Text to read:
Yes, but it is also a specific comment about patch #4 which adds,
ib_uverbs_ex_create_cq.

Based on the implementation of create_cq, it is pretty clear that
every driver supports ib_uverbs_ex_create_cq, so patch #4 should just
force the flag in the device register function so it is globally
enabled.

query_device looks like it is the same, passing in the original
structure length will always work on any device. So Mellanox should
send a bugfix patch for that as well, unrelated to this series.

> > An extended command that doesn't use any extended features should
> > transparently degrade to the normal command as often as possible.
> 
> That means that uverbs_ex_cmd_mask should only be used on extended commands that
> are user-space specific.

The bit should only be clear on commands that can never return
anything but ENOSYS. Ie the kernel has no support for the command at
all, or for some reason the driver cannot handle the call.

The latter case should be rare, it would be the case if we added a new
command that was not extending an existing command, for instance.

Jason
--
To unsubscribe from this list: send the line "unsubscribe linux-rdma" in
the body of a message to majordomo@vger.kernel.org
More majordomo info at  http://vger.kernel.org/majordomo-info.html
Or Gerlitz June 3, 2015, 6:58 p.m. UTC | #6
On Wed, Jun 3, 2015 at 7:31 PM, Jason Gunthorpe
<jgunthorpe@obsidianresearch.com> wrote:
> On Wed, Jun 03, 2015 at 11:57:12AM +0300, Matan Barak wrote:
>> That's a general comment regarding the extension mechanism.
>
> Yes, but it is also a specific comment about patch #4 which adds,
> ib_uverbs_ex_create_cq.
>
> Based on the implementation of create_cq, it is pretty clear that
> every driver supports ib_uverbs_ex_create_cq, so patch #4 should just
> force the flag in the device register function so it is globally enabled.

[Stored items]
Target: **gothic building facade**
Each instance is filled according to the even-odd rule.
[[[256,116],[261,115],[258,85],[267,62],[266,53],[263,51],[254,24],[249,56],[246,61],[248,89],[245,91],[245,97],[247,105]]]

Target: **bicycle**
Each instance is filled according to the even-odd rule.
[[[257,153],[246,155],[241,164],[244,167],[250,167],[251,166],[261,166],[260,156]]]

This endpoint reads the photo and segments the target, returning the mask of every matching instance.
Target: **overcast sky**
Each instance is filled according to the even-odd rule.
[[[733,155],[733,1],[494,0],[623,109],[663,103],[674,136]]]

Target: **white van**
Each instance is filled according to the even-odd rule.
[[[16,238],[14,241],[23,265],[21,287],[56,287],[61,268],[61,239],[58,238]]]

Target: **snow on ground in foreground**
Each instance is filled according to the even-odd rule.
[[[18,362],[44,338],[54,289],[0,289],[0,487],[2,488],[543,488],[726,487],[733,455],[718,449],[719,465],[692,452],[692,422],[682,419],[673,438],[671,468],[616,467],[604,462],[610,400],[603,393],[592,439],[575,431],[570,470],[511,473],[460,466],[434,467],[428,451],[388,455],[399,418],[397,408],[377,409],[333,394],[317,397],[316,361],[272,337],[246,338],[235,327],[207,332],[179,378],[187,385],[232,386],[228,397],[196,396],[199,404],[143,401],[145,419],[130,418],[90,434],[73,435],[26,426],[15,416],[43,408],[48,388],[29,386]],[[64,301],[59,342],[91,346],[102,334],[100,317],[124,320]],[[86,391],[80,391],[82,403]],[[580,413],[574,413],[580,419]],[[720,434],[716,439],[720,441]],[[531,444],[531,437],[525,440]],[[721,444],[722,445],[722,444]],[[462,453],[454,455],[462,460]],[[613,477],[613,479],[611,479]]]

What to work on:
Reproduce the stretch of the mailing-list thread on extended uverbs commands from "The bit should" through "command, for instance.".

Exercise answer:
The bit should only be clear on commands that can never return
anything but ENOSYS. Ie the kernel has no support for the command at
all, or for some reason the driver cannot handle the call.

The latter case should be rare, it would be the case if we added a new
command that was not extending an existing command, for instance.